↓↓↓

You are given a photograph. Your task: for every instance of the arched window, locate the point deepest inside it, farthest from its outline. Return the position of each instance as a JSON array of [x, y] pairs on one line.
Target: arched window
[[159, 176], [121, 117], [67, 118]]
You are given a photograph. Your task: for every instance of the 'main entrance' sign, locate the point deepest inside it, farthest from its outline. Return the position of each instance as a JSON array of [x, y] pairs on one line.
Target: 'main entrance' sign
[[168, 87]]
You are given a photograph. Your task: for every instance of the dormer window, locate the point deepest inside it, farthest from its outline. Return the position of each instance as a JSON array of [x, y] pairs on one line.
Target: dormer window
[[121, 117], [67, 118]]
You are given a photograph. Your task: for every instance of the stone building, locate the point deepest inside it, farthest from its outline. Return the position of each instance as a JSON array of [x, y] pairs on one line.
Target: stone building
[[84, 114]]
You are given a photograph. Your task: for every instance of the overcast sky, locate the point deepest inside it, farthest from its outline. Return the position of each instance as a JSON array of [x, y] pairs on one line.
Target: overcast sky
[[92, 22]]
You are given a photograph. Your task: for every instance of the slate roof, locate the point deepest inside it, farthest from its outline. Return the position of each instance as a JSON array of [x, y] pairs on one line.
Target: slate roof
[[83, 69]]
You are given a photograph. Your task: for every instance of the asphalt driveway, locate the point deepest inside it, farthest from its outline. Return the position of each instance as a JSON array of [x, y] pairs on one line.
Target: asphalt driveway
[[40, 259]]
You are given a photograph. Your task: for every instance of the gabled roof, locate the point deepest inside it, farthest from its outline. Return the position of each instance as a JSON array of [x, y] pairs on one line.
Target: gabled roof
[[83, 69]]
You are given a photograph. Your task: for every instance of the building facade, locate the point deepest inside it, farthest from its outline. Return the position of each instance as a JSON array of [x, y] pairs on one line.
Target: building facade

↑↑↑

▶ **Your goal**
Can you render all of the records above as a Markdown table with the columns Row and Text, putting each line's row number under Row and the line itself under Text, and leaving out blank lines?

▶ **Solution**
| Row | Text |
|---|---|
| 1 | You are given a photograph. Your task: for every instance of the arched window, locate the point deepest inside it, farthest from its outline. Return the position of each instance as a JSON array of [x, y] pairs on one line. |
| 2 | Target: arched window |
| 3 | [[159, 176], [121, 117], [67, 118]] |
| 4 | You are given a photograph. Your task: for every instance of the 'main entrance' sign, locate the point deepest inside it, farthest from its outline. Return the position of each instance as a JSON array of [x, y] pairs on one line. |
| 5 | Target: 'main entrance' sign |
| 6 | [[168, 87]] |
| 7 | You are given a photograph. Your task: for every instance of the dormer window, locate the point deepest inside it, farthest from its outline. Return the position of each instance as a JSON array of [x, y] pairs on one line. |
| 8 | Target: dormer window |
| 9 | [[121, 117], [67, 118]] |
| 10 | You are given a photograph. Your task: for every instance of the stone building, locate the point deepest inside it, farthest from its outline. Return the position of each instance as a JSON array of [x, y] pairs on one line. |
| 11 | Target: stone building |
| 12 | [[84, 114]] |
| 13 | You are given a photograph. Your task: for every instance of the overcast sky, locate the point deepest inside it, farthest from its outline. Return the position of each instance as a JSON array of [x, y] pairs on one line. |
| 14 | Target: overcast sky |
| 15 | [[92, 22]] |
| 16 | You are given a photograph. Your task: for every instance of the slate roof, locate the point deepest inside it, farthest from its outline. Return the position of each instance as a JSON array of [x, y] pairs on one line. |
| 17 | Target: slate roof |
| 18 | [[83, 69]] |
| 19 | You are given a photograph. Your task: for every instance of the asphalt driveway, locate the point deepest inside it, farthest from its outline. Return the position of each instance as a JSON array of [x, y] pairs on one line. |
| 20 | Target: asphalt driveway |
| 21 | [[40, 259]] |
| 22 | You are given a photograph. Your task: for every instance of the gabled roof, locate the point deepest inside it, farthest from its outline. Return the position of each instance as a JSON array of [x, y] pairs on one line. |
| 23 | Target: gabled roof |
| 24 | [[83, 69]] |
| 25 | You are given a photograph. Your task: for every instance of the building facade, locate the point deepest inside it, farthest from its outline. Return the position of each instance as a JSON array of [x, y] pairs on one line. |
| 26 | Target: building facade |